[Provided text]
# # #
Running DeepSeek R1 on Azure Kubernetes Service (AKS) using Ollama

Table of Contents

Introduction

DeepSeek is an advanced open-source code language model (LLM) that has gained significant popularity in the developer community. When paired with Ollama, an easy-to-use framework for running and managing LLMs locally, and deployed on Azure Kubernetes Service (AKS), we can create a powerful, scalable, and cost-effective environment for AI applications.

This blog post walks through the process of deploying DeepSeek models on AKS using Ollama, providing you with a production-ready setup for your AI workloads.

Why DeepSeek on AKS with Ollama?

DeepSeek models offer excellent performance for code completion and generation tasks. By deploying these models on AKS with Ollama, you can:

Achieve enterprise-grade scalability with Kubernetes orchestration
Maintain data privacy by keeping your AI processing within your own infrastructure
Reduce costs compared to commercial API-based solutions
Customize the deployment to meet your specific requirements

Prerequisites

Before getting started, ensure you have:

An Azure subscription
Azure CLI installed and configured
kubectl installed
Basic knowledge of Kubernetes concepts
Docker 🐋 installed (for building custom images if needed)
# # #
[Information shown]
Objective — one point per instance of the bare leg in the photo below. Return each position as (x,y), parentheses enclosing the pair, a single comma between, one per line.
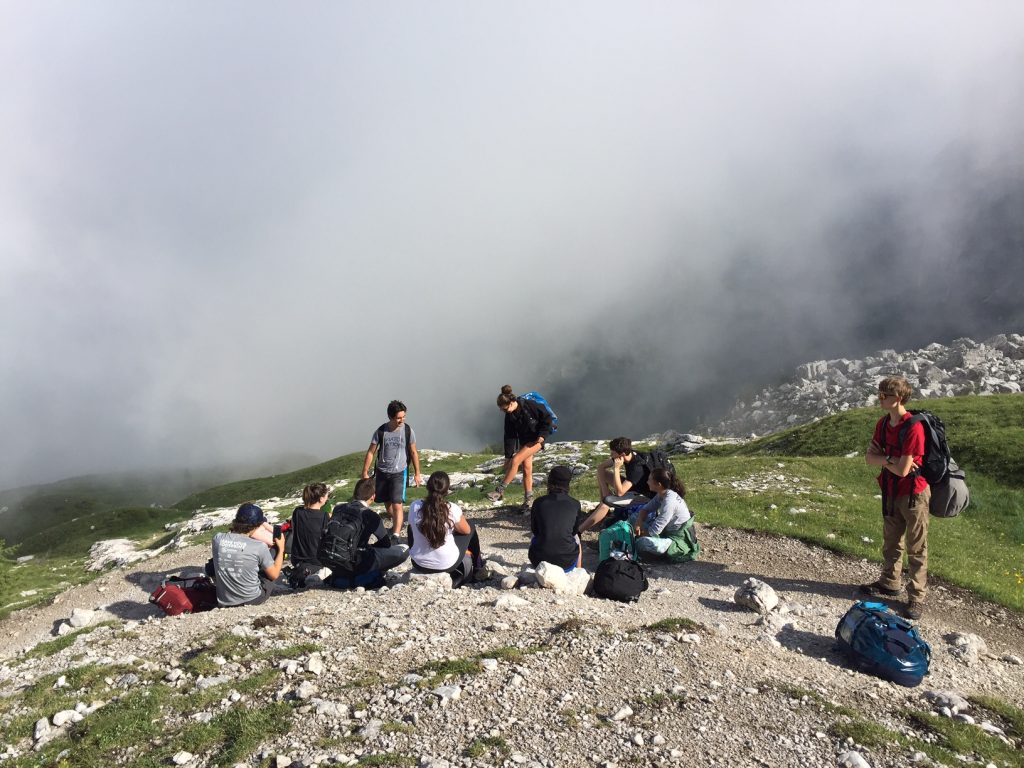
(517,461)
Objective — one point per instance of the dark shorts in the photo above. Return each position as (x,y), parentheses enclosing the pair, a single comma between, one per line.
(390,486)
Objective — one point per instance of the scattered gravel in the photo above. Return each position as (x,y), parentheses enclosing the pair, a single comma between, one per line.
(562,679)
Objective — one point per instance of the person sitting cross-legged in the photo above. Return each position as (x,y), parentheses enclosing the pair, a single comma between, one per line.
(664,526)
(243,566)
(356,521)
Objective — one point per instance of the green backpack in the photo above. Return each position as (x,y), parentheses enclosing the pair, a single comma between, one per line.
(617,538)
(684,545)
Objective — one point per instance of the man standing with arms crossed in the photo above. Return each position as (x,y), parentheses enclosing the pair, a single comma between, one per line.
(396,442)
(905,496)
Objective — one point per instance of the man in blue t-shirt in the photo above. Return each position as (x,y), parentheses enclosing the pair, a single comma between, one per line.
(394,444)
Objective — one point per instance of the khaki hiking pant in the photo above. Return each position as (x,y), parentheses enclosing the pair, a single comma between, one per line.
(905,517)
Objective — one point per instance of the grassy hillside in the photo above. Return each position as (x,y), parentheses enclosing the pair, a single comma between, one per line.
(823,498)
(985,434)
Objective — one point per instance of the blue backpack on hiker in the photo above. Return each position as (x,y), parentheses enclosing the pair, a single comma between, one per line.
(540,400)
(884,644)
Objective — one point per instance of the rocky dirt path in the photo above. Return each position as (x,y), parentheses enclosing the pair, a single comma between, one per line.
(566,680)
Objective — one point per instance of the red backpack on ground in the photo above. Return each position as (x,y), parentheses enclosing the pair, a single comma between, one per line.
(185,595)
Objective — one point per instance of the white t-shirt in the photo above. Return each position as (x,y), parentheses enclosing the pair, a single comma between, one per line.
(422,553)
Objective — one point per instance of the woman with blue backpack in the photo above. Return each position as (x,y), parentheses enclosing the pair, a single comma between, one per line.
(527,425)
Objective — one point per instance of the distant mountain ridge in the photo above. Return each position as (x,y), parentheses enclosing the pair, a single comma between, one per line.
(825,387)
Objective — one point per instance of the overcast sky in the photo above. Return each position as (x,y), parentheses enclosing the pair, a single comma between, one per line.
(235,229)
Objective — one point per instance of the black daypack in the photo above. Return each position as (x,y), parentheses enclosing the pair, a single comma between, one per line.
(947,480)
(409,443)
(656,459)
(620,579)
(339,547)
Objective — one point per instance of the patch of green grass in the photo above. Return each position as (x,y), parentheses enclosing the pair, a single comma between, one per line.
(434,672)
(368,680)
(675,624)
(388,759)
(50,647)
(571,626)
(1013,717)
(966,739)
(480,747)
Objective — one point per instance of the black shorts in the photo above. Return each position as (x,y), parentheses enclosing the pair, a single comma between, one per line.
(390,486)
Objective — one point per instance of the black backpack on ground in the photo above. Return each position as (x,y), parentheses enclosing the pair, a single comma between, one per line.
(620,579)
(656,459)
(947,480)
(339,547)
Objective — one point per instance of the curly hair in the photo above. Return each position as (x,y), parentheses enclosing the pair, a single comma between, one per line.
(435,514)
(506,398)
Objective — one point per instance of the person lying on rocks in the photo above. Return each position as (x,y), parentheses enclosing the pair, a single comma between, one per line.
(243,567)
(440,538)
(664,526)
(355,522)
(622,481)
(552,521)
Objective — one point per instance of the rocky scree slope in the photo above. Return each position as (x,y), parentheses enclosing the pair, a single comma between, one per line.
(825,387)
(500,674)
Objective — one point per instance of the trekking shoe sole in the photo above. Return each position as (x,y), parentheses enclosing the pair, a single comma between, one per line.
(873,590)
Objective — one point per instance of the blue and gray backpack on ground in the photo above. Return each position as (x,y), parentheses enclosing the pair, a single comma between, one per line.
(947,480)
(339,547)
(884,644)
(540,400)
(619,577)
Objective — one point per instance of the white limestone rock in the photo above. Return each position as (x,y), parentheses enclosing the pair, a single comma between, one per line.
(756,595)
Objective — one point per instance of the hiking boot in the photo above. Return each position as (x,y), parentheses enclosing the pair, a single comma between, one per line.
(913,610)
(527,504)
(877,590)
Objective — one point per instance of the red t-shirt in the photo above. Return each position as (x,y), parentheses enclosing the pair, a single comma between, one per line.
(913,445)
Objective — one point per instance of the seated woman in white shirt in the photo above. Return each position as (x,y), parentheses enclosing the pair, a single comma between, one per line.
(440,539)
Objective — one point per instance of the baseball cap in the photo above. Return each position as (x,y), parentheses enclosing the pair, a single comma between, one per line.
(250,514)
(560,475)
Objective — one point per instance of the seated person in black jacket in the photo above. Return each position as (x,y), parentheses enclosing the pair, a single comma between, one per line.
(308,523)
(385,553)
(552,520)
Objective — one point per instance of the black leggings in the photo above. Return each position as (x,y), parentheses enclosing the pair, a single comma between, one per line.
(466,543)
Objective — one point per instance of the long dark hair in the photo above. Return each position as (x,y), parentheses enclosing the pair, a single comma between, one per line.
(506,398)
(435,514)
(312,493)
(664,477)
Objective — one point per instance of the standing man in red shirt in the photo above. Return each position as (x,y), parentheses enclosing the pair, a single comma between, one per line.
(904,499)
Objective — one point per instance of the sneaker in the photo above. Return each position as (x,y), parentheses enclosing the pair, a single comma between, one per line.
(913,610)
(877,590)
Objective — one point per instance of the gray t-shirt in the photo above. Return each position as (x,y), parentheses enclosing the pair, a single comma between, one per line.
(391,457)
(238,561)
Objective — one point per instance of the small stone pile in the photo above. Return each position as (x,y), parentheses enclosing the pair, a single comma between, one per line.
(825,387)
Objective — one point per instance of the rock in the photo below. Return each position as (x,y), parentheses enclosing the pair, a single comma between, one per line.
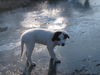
# # #
[Tasks and exercises]
**a)** In the DeepSeek-on-AKS guide, how is Ollama described?
**b)** Carry on the DeepSeek-on-AKS guide, picking up after its last line.

[Written answers]
**a)** An easy-to-use framework for running and managing LLMs locally.

**b)**
A Pc 🖥️ or Compute Instance
A Reliable Internet Service 🛜

Setting Up Your AKS Cluster

First, let’s create an AKS cluster optimized for running LLMs:

# Create a resource group
az group create --name deepseek-rg --location eastus

# Create AKS cluster with GPU nodes
az aks create \
  --resource-group deepseek-rg \
  --name deepseek-cluster \
  --node-count 1 \
  --enable-cluster-autoscaler \
  --min-count 1 \
  --max-count 3 \
  --node-vm-size Standard_NC6s_v3 \
  --generate-ssh-keys

# Connect to the cluster
az aks get-credentials --resource-group deepseek-rg --name deepseek-cluster

Note: The Standard_NC6s_v3 VM size includes an NVIDIA Tesla V100 GPU. You may choose a different VM size based on your performance requirements and budget.

Installing NVIDIA Device Plugin

To enable GPU support in your AKS cluster, you need to install the NVIDIA device plugin:

kubectl create namespace gpu-resources
kubectl apply -f https://raw.githubusercontent.com/NVIDIA/k8s-device-plugin/v0.14.0/nvidia-device-plugin.yml

Verify that the plugin is running correctly:

kubectl get pods -n gpu-resources

You should see the NVIDIA device plugin pod in a running state.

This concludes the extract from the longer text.